After a few encounters, when they feel more comfortable with Donald, some will ask him to buy a dildo and use it on them. (Of course, they cannot keep one at home.) More encounters take place, and then they want to be screwed, penetrated as macho men: no affection, no kissing, or any other romantic nonsense. Donald is not crazy about this development because he really does not want to screw them, but he needs to keep his supermasculine hustlers happy. Then, inevitably, they have a "surprise" for him. Somehow, they contrive to get hold of the cutest drag outfit, and wouldn't he just love to see them put it on? Donald hates it! He is into macho men, not drag queens. But, to keep his blue-collar hustlers interested in the game—they do not really need his money—he permits them to perform their ritual a few times a year.

Or take another illustration. In San Juan, Puerto Rico, many of the hustlers are bisexuals, often married with children. They hang out around gay hotels and make a fair amount of money off the tourists. (Most of it, unfortunately, goes for drugs and booze rather than to feed their children.) In the line of duty, they are very versatile and often extremely passionate. This is OK—they are just doing their job. Done recreationally, for free, it would make them the worst
maricones
on the island.

In the self-justification category, the next group are young guys who need to have sex with older men. To a certain extent, all successful hustlers must be comfortable with older men because the majority of their clients (definitely not all of them) fall into this category. But I single out here young men who have a psychological and physical need to have sex with "mature," or even old, partners.

These young guys who lust after "mature gentlemen"
1
are usually not "public" hustlers. They do not want to be intimate with all sorts of clients but rather with carefully selected older men. The financial arrangement creates the illusion of doing a job, which helps them justify conduct for which they have no explanation, and which is regarded as perverse, at least by the gay community in the United States. (Other societies, e.g., Japanese and Latino, are less uptight about May-December male relationships.)

Instructions:
1. Decide whether each statement below agrees with the excerpt on hustlers. Answer yes or no for each, and quote the words from the excerpt that settle it.
(a) In San Juan, many of the hustlers are bisexuals, often married with children.
(b) Donald's blue-collar hustlers depend on his money.
(c) The young men who seek "mature gentlemen" are usually public hustlers.
2. Retype the excerpt on hustlers from "In the self-justification" to "even old, partners.".
3. Answer these questions using the excerpt on hustlers.
(a) How often does Donald permit his hustlers to perform their ritual?
(b) Where do the San Juan hustlers hang out?
(c) Which societies does the excerpt name as less uptight about May-December male relationships?

Dataset rows:
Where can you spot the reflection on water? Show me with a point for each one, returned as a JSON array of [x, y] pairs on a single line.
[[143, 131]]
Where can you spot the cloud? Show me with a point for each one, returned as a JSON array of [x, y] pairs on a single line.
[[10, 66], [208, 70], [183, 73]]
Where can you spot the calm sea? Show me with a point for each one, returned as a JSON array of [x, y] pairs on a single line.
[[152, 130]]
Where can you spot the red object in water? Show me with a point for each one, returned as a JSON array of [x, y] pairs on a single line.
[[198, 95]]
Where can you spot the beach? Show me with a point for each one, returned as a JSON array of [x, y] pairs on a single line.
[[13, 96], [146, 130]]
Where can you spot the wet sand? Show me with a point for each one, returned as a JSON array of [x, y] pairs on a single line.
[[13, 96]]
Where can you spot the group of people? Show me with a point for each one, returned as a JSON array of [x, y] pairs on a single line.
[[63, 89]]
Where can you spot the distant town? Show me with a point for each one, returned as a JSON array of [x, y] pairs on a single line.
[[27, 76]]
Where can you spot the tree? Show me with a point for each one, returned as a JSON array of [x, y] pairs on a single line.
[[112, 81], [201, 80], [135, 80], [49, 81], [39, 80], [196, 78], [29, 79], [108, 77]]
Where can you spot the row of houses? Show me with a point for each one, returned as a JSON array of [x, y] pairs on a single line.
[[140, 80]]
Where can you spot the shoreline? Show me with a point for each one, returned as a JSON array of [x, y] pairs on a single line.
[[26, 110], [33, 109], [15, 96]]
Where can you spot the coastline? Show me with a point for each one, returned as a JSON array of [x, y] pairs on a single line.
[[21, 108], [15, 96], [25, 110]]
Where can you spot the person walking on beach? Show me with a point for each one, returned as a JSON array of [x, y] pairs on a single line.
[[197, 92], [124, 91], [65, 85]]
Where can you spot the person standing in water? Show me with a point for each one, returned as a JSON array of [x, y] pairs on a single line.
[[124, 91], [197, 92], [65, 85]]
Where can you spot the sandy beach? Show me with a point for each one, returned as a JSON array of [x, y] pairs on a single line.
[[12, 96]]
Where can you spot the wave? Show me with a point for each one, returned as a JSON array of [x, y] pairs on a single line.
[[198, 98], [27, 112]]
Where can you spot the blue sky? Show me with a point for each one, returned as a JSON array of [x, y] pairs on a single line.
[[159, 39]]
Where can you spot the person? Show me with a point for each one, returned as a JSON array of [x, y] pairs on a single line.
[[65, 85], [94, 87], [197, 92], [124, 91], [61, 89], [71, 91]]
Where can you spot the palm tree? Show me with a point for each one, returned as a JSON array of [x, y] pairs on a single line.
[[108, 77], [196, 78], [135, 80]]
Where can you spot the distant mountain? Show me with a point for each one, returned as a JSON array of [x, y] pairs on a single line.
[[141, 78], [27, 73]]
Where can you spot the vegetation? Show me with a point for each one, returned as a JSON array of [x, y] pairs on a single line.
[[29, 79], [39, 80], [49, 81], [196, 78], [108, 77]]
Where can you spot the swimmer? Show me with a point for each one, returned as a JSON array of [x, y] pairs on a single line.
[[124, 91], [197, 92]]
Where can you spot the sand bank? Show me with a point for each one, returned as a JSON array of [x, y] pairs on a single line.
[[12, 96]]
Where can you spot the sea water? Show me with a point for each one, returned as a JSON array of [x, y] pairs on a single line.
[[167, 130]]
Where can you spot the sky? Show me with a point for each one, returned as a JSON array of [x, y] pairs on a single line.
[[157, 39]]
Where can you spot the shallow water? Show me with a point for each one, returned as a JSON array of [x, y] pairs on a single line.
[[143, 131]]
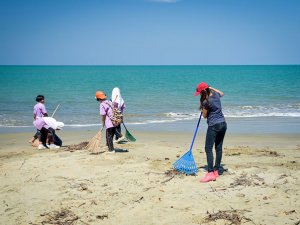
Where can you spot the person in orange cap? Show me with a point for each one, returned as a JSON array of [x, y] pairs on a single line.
[[210, 105], [106, 113]]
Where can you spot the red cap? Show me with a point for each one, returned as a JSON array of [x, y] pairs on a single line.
[[200, 87]]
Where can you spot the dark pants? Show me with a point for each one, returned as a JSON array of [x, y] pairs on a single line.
[[214, 136], [118, 132], [110, 132]]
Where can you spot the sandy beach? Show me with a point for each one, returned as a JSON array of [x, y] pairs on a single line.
[[139, 186]]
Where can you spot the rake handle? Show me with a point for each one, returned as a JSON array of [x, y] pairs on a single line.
[[195, 132]]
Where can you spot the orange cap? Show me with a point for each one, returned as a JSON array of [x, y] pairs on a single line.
[[100, 95]]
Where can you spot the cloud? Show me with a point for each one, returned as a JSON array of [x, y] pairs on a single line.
[[165, 1]]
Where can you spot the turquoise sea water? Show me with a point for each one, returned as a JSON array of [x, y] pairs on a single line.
[[257, 98]]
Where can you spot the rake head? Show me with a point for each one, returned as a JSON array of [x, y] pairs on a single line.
[[186, 164], [129, 136]]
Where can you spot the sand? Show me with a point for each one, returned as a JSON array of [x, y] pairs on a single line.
[[137, 185]]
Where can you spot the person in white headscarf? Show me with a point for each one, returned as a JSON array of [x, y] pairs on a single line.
[[119, 102]]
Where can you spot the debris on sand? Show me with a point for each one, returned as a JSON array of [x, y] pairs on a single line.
[[232, 216]]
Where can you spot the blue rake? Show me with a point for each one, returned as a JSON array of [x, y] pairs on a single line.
[[186, 164]]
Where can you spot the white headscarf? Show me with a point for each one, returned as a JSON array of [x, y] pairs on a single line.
[[116, 97]]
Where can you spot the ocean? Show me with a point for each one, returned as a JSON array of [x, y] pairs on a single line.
[[259, 99]]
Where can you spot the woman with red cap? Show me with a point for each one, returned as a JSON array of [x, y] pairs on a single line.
[[210, 105]]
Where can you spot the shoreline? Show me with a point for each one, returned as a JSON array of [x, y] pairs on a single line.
[[139, 187]]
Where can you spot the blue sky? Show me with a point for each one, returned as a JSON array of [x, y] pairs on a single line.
[[149, 32]]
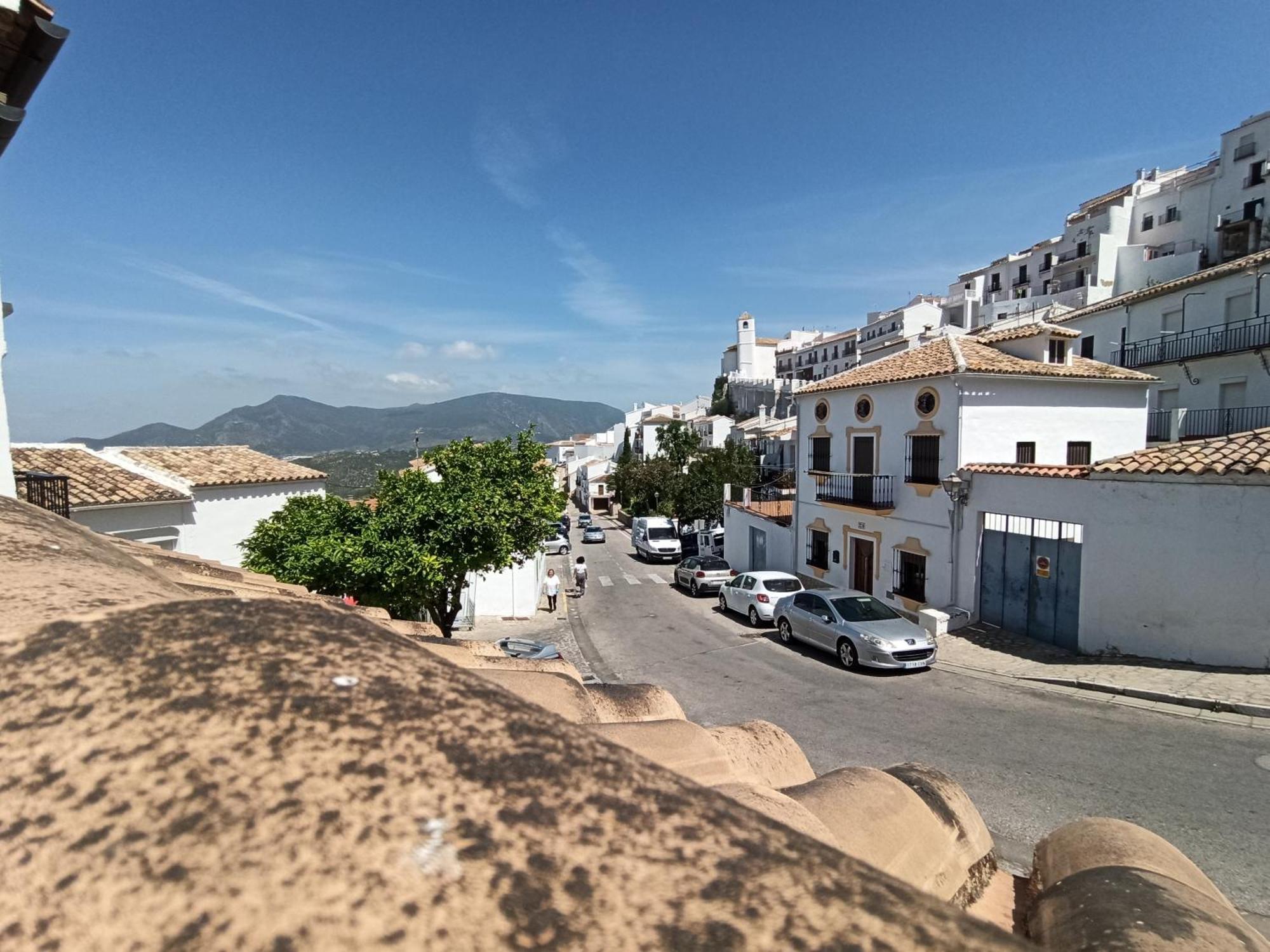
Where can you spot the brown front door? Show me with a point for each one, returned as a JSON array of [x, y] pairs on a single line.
[[862, 565]]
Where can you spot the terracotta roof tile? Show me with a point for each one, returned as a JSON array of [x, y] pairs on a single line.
[[220, 466], [1024, 331], [1170, 286], [1238, 455], [91, 479], [1062, 473], [963, 355]]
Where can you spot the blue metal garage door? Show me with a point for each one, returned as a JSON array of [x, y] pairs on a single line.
[[1031, 577]]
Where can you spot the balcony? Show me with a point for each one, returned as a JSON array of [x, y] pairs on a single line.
[[863, 491], [1205, 425], [1231, 338], [46, 491]]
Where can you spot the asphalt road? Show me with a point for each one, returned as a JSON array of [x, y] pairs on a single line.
[[1032, 761]]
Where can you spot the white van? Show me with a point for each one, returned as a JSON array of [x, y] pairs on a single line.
[[655, 539]]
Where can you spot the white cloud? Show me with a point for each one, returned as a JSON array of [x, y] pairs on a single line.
[[510, 155], [468, 351], [219, 289], [596, 295], [415, 384], [413, 350]]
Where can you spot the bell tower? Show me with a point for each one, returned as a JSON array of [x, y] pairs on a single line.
[[746, 346]]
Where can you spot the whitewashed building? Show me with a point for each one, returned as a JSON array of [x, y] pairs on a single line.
[[1163, 553], [203, 501], [877, 441]]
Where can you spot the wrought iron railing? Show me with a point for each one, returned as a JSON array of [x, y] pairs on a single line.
[[864, 491], [46, 491], [1245, 334]]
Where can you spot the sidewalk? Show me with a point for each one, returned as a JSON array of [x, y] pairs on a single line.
[[544, 626], [1222, 694]]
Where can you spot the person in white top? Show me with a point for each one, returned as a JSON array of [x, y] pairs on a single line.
[[553, 588]]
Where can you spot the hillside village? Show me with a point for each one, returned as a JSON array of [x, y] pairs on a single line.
[[1057, 469]]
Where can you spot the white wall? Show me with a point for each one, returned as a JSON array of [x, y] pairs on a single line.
[[7, 483], [148, 522], [1170, 569], [736, 543], [225, 516], [511, 593]]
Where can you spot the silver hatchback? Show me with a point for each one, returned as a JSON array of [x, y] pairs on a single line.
[[859, 629]]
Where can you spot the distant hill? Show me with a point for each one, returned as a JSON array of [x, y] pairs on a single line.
[[291, 426], [351, 473]]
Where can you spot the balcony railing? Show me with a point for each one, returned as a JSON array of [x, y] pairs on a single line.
[[864, 491], [46, 491], [1230, 338], [1205, 425]]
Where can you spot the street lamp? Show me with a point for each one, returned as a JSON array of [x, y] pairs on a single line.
[[1189, 294]]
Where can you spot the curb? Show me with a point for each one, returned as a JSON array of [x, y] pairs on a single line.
[[1178, 705]]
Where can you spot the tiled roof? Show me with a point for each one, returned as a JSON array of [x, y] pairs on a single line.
[[948, 356], [1168, 288], [1024, 331], [220, 466], [91, 479], [1062, 473], [1238, 455]]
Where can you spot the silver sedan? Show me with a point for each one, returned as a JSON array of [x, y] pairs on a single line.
[[857, 628]]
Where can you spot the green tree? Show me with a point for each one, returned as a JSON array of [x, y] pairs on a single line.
[[482, 510], [678, 441]]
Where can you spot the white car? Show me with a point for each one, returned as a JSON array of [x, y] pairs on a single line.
[[755, 595]]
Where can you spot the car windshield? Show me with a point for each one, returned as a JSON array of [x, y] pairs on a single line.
[[864, 609], [783, 585]]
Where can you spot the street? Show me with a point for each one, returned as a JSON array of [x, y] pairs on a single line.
[[1032, 761]]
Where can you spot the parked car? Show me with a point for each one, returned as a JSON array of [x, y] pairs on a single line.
[[756, 595], [655, 539], [857, 628], [700, 574], [557, 544]]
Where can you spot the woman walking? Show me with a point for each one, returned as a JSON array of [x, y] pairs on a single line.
[[553, 588]]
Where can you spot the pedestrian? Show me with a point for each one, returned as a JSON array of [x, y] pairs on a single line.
[[553, 588]]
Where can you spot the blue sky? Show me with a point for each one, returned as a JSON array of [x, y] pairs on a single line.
[[213, 204]]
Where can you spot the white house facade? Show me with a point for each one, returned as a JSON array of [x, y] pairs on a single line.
[[1164, 553], [877, 441]]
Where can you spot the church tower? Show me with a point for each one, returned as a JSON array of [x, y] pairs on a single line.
[[746, 346]]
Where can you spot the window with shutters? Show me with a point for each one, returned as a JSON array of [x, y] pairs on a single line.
[[923, 461]]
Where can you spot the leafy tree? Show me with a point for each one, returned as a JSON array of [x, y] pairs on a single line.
[[481, 511], [678, 441]]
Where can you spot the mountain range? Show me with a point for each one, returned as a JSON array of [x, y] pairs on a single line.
[[291, 426]]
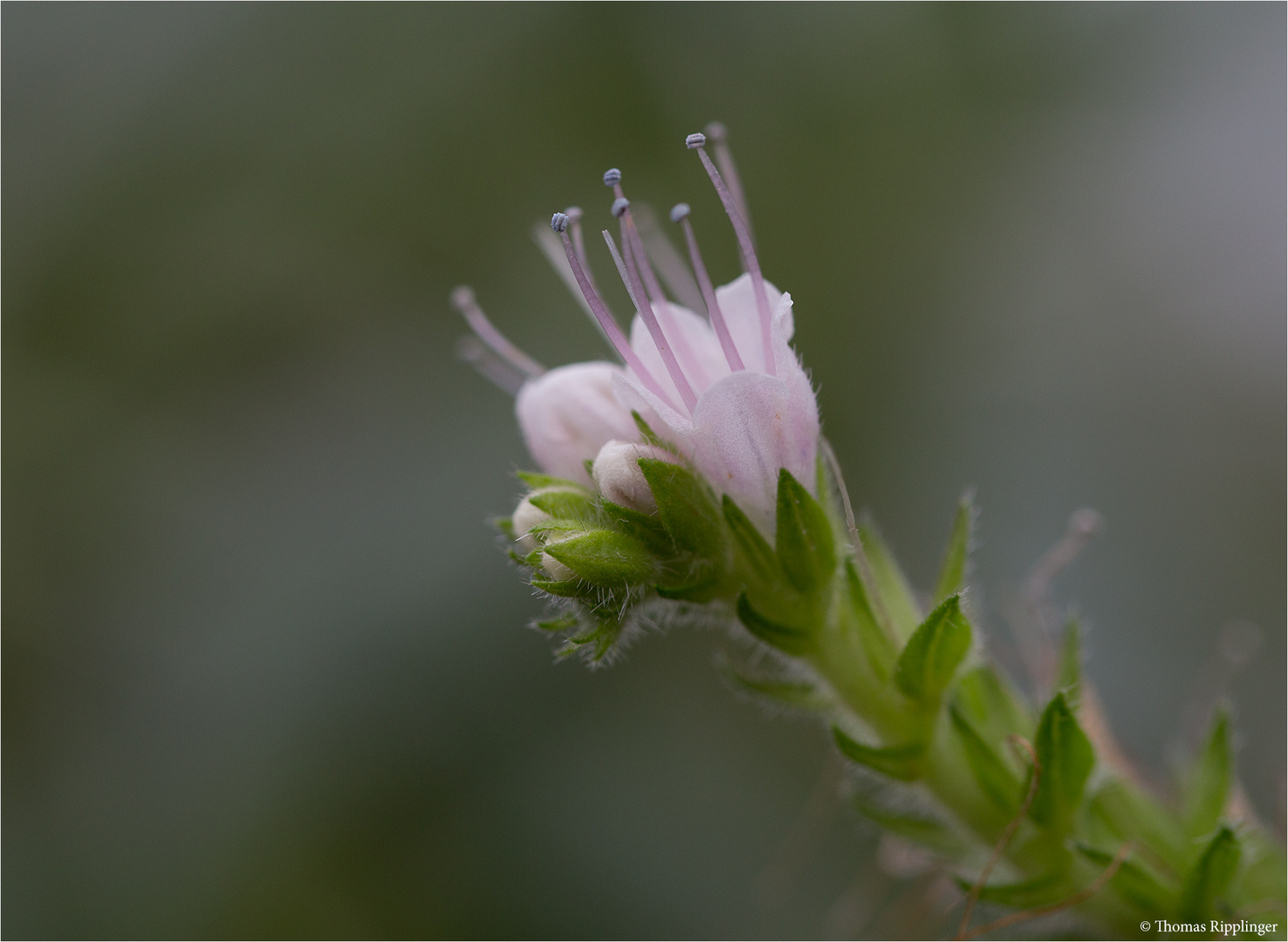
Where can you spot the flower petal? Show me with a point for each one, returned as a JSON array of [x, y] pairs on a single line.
[[738, 305], [568, 413], [750, 425], [697, 349]]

Solved problems:
1.
(a) Yes: "many of the hustlers are bisexuals, often married with children"
(b) No: "they do not really need his money"
(c) No: "are usually not "public" hustlers"

2.
In the self-justification category, the next group are young guys who need to have sex with older men. To a certain extent, all successful hustlers must be comfortable with older men because the majority of their clients (definitely not all of them) fall into this category. But I single out here young men who have a psychological and physical need to have sex with "mature," or even old, partners.

3.
(a) A few times a year.
(b) Around gay hotels.
(c) Japanese and Latino societies.